Listed records –
........
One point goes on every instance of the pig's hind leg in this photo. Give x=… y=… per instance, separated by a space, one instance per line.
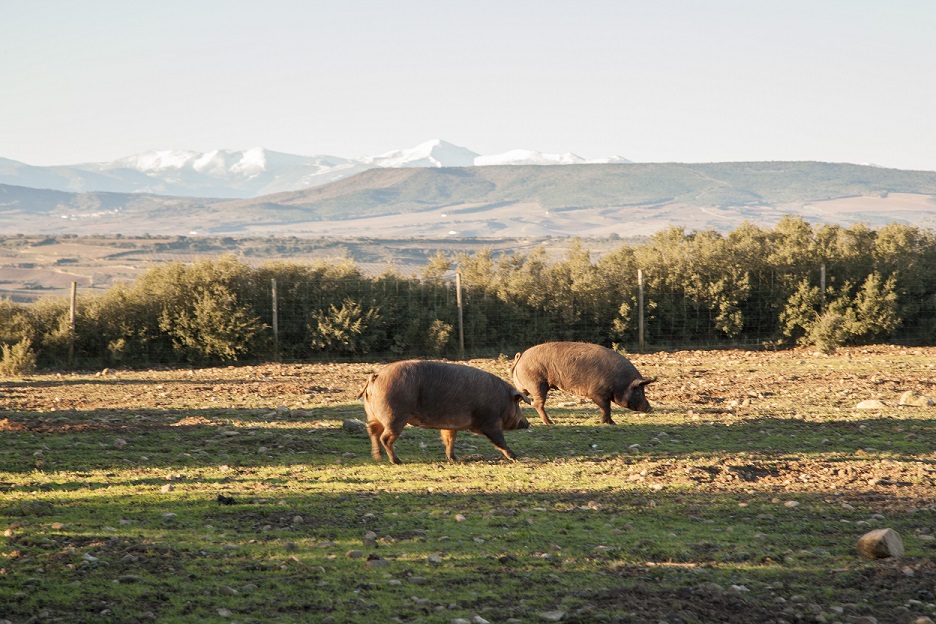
x=539 y=393
x=496 y=436
x=448 y=439
x=374 y=429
........
What is asked – Rewrite all the rows above with "hind leg" changed to "back leg" and nothing else altered. Leave the pictures out of your answer.

Output for this exercise –
One point goes on every instance of the pig's back leg in this photo. Give x=… y=… per instance, separated by a space, one instance per line.
x=539 y=393
x=496 y=436
x=448 y=439
x=374 y=429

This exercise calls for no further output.